# START OF Records supplied

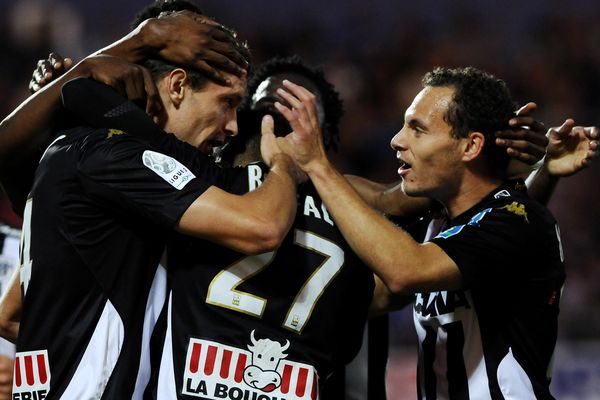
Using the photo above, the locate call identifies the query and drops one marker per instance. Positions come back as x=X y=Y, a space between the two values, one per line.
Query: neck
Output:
x=251 y=153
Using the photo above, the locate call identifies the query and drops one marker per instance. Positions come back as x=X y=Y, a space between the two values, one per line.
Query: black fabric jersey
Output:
x=495 y=339
x=266 y=326
x=94 y=229
x=9 y=260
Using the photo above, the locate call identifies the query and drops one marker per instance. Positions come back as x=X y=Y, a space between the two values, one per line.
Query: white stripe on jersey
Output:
x=99 y=359
x=9 y=259
x=167 y=389
x=509 y=373
x=156 y=301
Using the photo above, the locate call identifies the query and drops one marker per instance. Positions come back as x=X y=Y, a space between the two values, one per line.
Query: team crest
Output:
x=217 y=371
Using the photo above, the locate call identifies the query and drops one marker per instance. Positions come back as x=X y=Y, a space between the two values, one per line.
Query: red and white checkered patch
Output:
x=32 y=375
x=216 y=371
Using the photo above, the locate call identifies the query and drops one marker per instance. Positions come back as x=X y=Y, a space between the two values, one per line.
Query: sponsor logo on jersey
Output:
x=168 y=168
x=517 y=209
x=114 y=132
x=217 y=371
x=32 y=375
x=458 y=228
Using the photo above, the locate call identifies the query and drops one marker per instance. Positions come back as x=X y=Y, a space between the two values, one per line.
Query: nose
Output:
x=397 y=142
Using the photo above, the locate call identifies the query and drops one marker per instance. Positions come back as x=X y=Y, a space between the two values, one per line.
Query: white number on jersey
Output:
x=222 y=289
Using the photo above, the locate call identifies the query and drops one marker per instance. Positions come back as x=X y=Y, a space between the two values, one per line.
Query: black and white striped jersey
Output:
x=9 y=260
x=95 y=226
x=495 y=339
x=266 y=326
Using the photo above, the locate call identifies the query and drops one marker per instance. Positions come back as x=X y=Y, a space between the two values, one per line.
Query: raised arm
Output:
x=404 y=265
x=257 y=221
x=571 y=149
x=183 y=38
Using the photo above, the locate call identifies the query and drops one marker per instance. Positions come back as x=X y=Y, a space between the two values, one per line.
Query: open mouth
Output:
x=404 y=169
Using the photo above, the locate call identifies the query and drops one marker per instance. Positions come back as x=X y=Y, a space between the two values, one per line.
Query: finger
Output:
x=37 y=76
x=302 y=115
x=267 y=125
x=527 y=109
x=308 y=100
x=56 y=61
x=299 y=91
x=225 y=44
x=290 y=99
x=591 y=132
x=286 y=112
x=68 y=63
x=566 y=126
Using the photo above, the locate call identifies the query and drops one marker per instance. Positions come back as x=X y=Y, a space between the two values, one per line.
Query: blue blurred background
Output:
x=375 y=53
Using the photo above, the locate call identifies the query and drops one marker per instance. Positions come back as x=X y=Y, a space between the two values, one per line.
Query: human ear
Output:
x=474 y=143
x=176 y=86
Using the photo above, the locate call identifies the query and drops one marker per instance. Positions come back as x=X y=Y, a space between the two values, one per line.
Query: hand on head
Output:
x=305 y=143
x=571 y=148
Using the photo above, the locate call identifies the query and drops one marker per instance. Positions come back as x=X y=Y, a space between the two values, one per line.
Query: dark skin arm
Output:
x=525 y=143
x=182 y=38
x=29 y=128
x=571 y=149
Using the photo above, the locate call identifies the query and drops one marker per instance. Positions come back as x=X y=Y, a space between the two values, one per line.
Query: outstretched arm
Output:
x=183 y=38
x=404 y=265
x=571 y=149
x=257 y=221
x=525 y=142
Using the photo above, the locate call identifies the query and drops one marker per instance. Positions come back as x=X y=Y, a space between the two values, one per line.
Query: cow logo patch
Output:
x=32 y=375
x=168 y=168
x=217 y=371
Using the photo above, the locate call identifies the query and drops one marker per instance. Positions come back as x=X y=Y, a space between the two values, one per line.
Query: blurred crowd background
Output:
x=375 y=53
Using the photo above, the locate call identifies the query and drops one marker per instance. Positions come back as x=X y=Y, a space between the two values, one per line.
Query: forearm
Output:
x=386 y=249
x=541 y=185
x=253 y=223
x=136 y=46
x=278 y=195
x=384 y=301
x=388 y=198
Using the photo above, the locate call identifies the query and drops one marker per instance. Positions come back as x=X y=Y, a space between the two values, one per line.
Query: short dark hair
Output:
x=332 y=103
x=159 y=6
x=158 y=67
x=481 y=103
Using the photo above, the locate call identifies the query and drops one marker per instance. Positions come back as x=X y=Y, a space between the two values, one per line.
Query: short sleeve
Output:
x=129 y=175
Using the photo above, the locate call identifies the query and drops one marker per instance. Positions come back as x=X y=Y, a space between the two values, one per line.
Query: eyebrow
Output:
x=414 y=123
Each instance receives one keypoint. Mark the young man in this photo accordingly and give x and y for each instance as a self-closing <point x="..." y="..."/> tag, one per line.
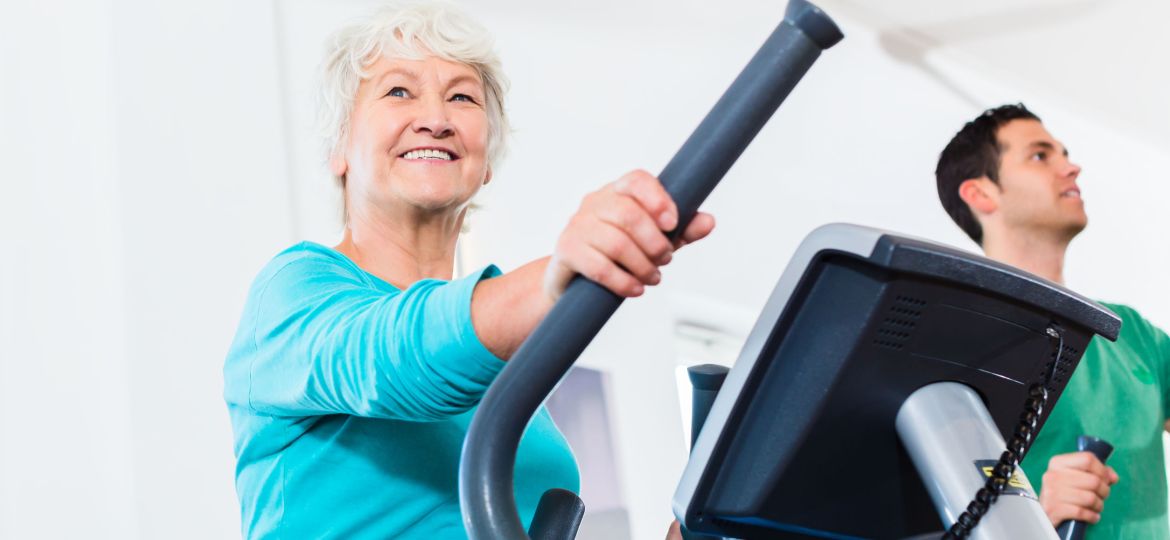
<point x="1010" y="186"/>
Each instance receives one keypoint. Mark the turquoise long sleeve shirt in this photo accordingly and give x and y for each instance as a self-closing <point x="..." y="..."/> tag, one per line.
<point x="350" y="400"/>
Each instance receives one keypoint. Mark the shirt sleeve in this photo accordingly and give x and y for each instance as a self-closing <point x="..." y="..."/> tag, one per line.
<point x="327" y="343"/>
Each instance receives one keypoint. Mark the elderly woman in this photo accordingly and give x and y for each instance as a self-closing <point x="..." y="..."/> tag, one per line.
<point x="356" y="369"/>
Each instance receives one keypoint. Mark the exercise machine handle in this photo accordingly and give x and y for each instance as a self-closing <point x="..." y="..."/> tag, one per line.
<point x="706" y="381"/>
<point x="1074" y="530"/>
<point x="489" y="452"/>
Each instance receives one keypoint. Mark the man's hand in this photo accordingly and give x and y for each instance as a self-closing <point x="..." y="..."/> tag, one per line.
<point x="618" y="237"/>
<point x="1075" y="486"/>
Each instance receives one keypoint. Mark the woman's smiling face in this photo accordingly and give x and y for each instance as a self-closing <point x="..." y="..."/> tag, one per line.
<point x="418" y="138"/>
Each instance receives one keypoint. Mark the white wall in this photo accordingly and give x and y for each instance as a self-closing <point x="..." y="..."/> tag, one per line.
<point x="144" y="185"/>
<point x="157" y="153"/>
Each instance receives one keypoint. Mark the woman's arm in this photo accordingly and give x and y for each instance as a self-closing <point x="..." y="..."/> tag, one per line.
<point x="319" y="340"/>
<point x="617" y="239"/>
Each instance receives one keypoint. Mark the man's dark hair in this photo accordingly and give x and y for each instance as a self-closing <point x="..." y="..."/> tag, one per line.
<point x="974" y="152"/>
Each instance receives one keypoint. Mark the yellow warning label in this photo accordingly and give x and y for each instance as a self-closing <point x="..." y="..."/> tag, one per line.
<point x="1017" y="484"/>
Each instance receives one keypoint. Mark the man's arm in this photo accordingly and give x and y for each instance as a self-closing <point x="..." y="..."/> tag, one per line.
<point x="1075" y="486"/>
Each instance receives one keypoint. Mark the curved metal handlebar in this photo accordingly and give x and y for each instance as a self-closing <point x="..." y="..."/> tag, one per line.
<point x="489" y="451"/>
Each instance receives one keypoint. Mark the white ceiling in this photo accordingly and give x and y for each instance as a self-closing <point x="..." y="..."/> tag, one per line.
<point x="1106" y="59"/>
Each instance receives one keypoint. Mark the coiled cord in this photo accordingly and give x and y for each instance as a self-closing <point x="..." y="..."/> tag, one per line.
<point x="1017" y="448"/>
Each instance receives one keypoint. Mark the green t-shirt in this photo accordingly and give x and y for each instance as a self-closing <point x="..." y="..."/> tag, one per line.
<point x="1119" y="393"/>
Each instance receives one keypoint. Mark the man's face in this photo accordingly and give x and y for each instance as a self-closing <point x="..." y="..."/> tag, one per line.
<point x="1038" y="186"/>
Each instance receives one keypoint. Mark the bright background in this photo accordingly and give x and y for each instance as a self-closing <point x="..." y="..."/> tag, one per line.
<point x="156" y="153"/>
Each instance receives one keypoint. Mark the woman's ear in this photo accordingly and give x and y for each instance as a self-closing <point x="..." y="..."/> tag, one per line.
<point x="981" y="194"/>
<point x="337" y="165"/>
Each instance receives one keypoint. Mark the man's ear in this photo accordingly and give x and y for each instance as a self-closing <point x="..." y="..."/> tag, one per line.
<point x="981" y="194"/>
<point x="338" y="165"/>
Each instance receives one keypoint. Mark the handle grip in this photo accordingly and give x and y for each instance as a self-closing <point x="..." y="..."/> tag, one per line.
<point x="1073" y="530"/>
<point x="489" y="452"/>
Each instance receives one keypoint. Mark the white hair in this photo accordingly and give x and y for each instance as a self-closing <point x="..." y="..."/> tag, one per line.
<point x="412" y="32"/>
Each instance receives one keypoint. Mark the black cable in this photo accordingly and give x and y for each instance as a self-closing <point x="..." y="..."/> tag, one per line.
<point x="1017" y="448"/>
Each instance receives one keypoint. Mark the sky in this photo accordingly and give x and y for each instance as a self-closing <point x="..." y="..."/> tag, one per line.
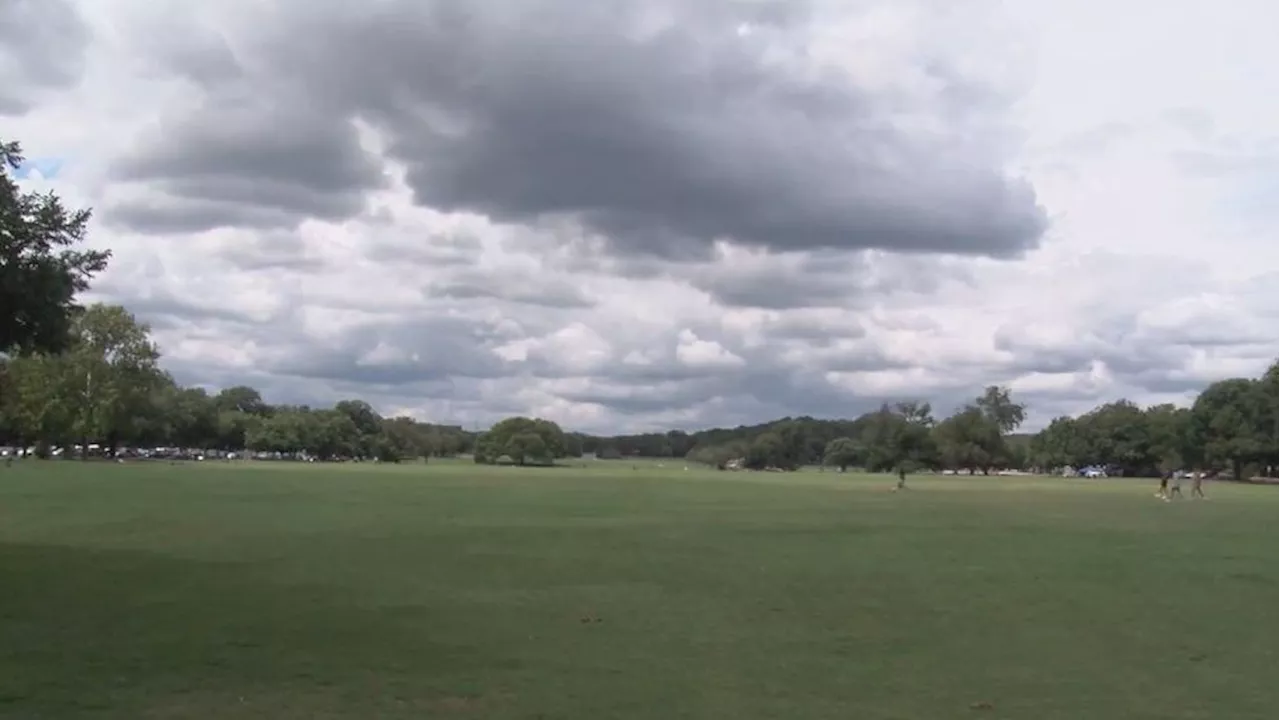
<point x="634" y="215"/>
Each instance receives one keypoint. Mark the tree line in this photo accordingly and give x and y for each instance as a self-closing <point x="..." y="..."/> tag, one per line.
<point x="74" y="376"/>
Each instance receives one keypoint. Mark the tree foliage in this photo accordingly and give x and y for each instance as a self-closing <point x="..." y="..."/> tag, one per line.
<point x="42" y="264"/>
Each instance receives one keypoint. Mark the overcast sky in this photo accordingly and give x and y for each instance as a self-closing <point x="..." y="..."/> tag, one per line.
<point x="644" y="214"/>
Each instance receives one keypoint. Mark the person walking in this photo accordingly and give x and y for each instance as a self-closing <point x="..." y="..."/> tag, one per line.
<point x="1175" y="487"/>
<point x="1198" y="484"/>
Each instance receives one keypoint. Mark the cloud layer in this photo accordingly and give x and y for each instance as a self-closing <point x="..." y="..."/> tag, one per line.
<point x="645" y="213"/>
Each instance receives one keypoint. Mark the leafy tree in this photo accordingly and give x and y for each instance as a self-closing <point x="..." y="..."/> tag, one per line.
<point x="114" y="358"/>
<point x="970" y="441"/>
<point x="997" y="405"/>
<point x="1226" y="422"/>
<point x="42" y="265"/>
<point x="522" y="440"/>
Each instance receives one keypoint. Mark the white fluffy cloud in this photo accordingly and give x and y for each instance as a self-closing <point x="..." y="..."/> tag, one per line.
<point x="667" y="214"/>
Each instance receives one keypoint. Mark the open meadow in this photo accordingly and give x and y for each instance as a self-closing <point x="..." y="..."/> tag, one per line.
<point x="261" y="591"/>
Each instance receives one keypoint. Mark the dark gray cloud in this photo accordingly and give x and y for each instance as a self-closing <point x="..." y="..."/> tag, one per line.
<point x="661" y="137"/>
<point x="398" y="352"/>
<point x="264" y="163"/>
<point x="512" y="287"/>
<point x="44" y="48"/>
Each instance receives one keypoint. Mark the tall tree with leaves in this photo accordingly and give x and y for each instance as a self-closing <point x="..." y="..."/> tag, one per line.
<point x="113" y="368"/>
<point x="42" y="265"/>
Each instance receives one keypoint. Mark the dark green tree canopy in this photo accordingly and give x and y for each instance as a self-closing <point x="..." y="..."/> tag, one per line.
<point x="42" y="265"/>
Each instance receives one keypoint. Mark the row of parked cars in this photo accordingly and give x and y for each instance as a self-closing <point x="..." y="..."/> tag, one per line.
<point x="188" y="454"/>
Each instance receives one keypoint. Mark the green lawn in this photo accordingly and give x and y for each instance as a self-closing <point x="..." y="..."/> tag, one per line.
<point x="451" y="591"/>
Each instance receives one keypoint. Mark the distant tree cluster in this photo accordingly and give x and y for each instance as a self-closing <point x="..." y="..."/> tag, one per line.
<point x="1233" y="425"/>
<point x="106" y="388"/>
<point x="73" y="376"/>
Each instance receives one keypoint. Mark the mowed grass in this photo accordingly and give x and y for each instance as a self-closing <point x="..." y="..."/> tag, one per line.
<point x="451" y="591"/>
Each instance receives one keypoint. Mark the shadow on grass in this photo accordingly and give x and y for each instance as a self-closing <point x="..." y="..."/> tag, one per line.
<point x="110" y="633"/>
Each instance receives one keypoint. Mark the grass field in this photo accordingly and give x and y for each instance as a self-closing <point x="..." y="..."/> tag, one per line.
<point x="452" y="591"/>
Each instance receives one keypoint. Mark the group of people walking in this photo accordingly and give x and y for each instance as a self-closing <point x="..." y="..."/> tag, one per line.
<point x="1171" y="483"/>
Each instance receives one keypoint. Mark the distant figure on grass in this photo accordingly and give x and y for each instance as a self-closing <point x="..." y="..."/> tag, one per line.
<point x="1198" y="481"/>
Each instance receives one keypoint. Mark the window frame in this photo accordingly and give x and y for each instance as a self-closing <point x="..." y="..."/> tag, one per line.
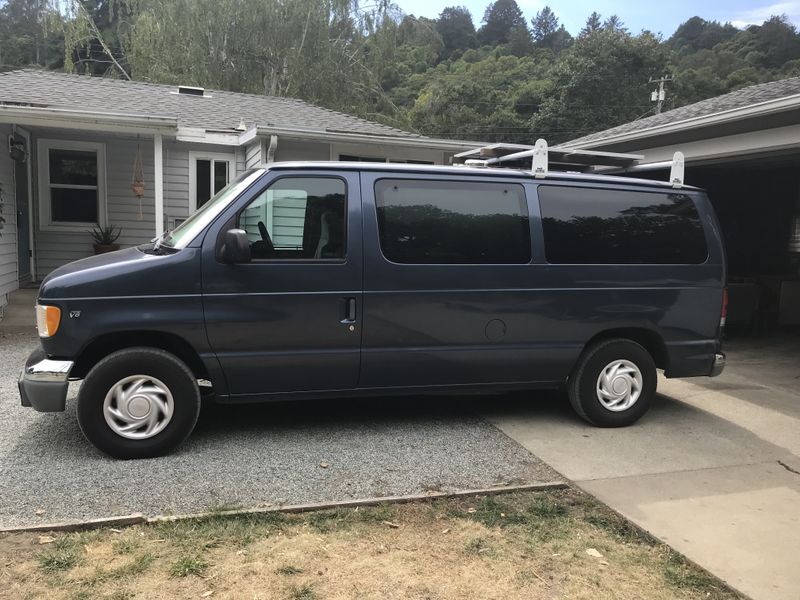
<point x="46" y="222"/>
<point x="593" y="187"/>
<point x="529" y="215"/>
<point x="295" y="261"/>
<point x="196" y="155"/>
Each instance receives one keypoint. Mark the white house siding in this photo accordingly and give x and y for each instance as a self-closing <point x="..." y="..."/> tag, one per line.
<point x="56" y="248"/>
<point x="8" y="235"/>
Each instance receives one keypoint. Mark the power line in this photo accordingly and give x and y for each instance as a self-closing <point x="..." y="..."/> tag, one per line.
<point x="658" y="96"/>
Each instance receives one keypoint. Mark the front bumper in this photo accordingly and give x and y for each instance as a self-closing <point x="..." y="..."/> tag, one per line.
<point x="719" y="364"/>
<point x="43" y="382"/>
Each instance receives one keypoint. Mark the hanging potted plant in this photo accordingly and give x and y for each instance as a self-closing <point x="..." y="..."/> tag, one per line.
<point x="105" y="238"/>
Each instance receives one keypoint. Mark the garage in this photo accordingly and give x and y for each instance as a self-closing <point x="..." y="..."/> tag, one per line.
<point x="744" y="149"/>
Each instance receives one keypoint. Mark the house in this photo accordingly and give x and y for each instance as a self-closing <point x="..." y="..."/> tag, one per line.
<point x="73" y="146"/>
<point x="744" y="149"/>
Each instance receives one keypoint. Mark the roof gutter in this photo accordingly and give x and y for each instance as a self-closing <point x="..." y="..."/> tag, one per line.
<point x="735" y="114"/>
<point x="80" y="119"/>
<point x="336" y="136"/>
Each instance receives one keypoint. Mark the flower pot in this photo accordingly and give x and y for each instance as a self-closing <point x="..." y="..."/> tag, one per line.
<point x="138" y="188"/>
<point x="103" y="248"/>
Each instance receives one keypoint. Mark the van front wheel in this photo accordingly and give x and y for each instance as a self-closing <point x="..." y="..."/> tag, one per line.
<point x="138" y="403"/>
<point x="613" y="383"/>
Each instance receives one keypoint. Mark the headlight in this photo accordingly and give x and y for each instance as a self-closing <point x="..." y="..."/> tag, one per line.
<point x="48" y="319"/>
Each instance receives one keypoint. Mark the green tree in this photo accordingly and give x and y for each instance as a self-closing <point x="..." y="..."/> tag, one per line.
<point x="593" y="23"/>
<point x="499" y="20"/>
<point x="457" y="29"/>
<point x="30" y="35"/>
<point x="600" y="82"/>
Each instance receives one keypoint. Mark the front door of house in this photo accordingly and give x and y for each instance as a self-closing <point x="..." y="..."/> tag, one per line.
<point x="23" y="224"/>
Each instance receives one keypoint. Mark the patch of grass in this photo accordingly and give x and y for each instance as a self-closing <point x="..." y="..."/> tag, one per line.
<point x="618" y="527"/>
<point x="327" y="521"/>
<point x="288" y="570"/>
<point x="686" y="577"/>
<point x="136" y="567"/>
<point x="547" y="508"/>
<point x="213" y="531"/>
<point x="188" y="565"/>
<point x="304" y="592"/>
<point x="223" y="507"/>
<point x="490" y="513"/>
<point x="478" y="547"/>
<point x="64" y="554"/>
<point x="125" y="545"/>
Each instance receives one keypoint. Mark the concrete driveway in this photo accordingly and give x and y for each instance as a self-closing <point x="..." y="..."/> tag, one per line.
<point x="713" y="469"/>
<point x="249" y="456"/>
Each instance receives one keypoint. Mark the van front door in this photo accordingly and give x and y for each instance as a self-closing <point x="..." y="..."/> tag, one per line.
<point x="289" y="321"/>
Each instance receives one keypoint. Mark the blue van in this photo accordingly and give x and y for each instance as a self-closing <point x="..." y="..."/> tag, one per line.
<point x="331" y="280"/>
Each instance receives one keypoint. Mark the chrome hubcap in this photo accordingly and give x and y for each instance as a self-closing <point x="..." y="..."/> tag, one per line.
<point x="138" y="407"/>
<point x="619" y="385"/>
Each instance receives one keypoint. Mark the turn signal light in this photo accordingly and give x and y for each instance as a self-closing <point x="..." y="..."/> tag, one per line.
<point x="48" y="318"/>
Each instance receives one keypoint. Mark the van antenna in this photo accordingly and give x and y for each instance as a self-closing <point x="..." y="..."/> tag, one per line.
<point x="539" y="166"/>
<point x="676" y="172"/>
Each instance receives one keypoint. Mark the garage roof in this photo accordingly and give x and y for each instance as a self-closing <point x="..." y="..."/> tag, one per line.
<point x="734" y="104"/>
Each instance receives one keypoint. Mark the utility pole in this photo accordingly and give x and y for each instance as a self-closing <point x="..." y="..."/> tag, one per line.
<point x="658" y="96"/>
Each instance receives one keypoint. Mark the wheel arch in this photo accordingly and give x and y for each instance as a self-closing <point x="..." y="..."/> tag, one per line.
<point x="649" y="339"/>
<point x="107" y="343"/>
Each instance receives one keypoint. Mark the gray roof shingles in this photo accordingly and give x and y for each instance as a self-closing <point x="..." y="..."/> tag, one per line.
<point x="218" y="110"/>
<point x="753" y="94"/>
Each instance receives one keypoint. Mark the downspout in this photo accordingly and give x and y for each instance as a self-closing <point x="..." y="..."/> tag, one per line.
<point x="158" y="164"/>
<point x="271" y="149"/>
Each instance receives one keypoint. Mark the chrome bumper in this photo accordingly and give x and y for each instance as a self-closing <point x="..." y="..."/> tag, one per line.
<point x="43" y="383"/>
<point x="719" y="364"/>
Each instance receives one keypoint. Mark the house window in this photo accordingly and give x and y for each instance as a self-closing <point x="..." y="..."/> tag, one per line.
<point x="72" y="182"/>
<point x="209" y="174"/>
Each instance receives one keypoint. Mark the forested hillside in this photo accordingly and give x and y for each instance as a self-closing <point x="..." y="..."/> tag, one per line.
<point x="509" y="79"/>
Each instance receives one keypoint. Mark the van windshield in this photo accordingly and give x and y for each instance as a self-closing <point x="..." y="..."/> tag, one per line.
<point x="183" y="234"/>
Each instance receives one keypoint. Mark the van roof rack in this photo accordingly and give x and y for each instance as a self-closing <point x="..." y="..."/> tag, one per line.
<point x="543" y="159"/>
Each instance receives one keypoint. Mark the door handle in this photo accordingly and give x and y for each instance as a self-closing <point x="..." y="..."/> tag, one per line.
<point x="349" y="310"/>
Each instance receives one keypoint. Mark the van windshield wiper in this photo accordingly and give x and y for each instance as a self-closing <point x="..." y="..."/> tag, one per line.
<point x="158" y="242"/>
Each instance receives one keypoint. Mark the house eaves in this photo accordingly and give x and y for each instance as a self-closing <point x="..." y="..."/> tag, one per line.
<point x="78" y="119"/>
<point x="342" y="136"/>
<point x="761" y="109"/>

# END OF Records supplied

■ Exercise
Your task is to write out the lines from the one with "Each instance receives one keypoint. Mark the house window" through the end of the records, exactly and with nothing added.

■ Result of this exercise
Each instance receives one keypoint. Mark the house window in this photo accordingly and give x and y for each instance as a self-closing <point x="..." y="..."/> tag, one per line.
<point x="72" y="182"/>
<point x="209" y="174"/>
Each instance receives one keypoint. Mark the forested hillside in this photo accordingly and give x and y for each instance as a self-closing <point x="..." y="..."/> tag, one per line.
<point x="509" y="79"/>
Each instance receives one keypoint. Mark the van windshield in this photo accordingly and give x and y for each instance as a self-closing <point x="..." y="..."/> tag, one per line.
<point x="183" y="234"/>
Each instance receives one keypoint. Mark the van roof rack in this photo accordingly and give x and y for each instance as a self-closing <point x="..." y="..."/> tag, one per line.
<point x="543" y="159"/>
Each instance receives one keypoint. Mark the door handle in this photo accordingly and give x and y for each instance as a self-closing <point x="..." y="..."/> tag, one per line.
<point x="349" y="310"/>
Each instance receives one keypoint. Mark the van windshield wiper in this photo accordingly and give x and y for each instance as a self-closing <point x="..." y="..."/> tag, one per line.
<point x="158" y="242"/>
Each instance receives one keypoint. Mark the house eaves in this photo accordingly and give x and y for each instance as a self-closing <point x="..." y="..."/> tag, one per line.
<point x="78" y="119"/>
<point x="342" y="136"/>
<point x="761" y="109"/>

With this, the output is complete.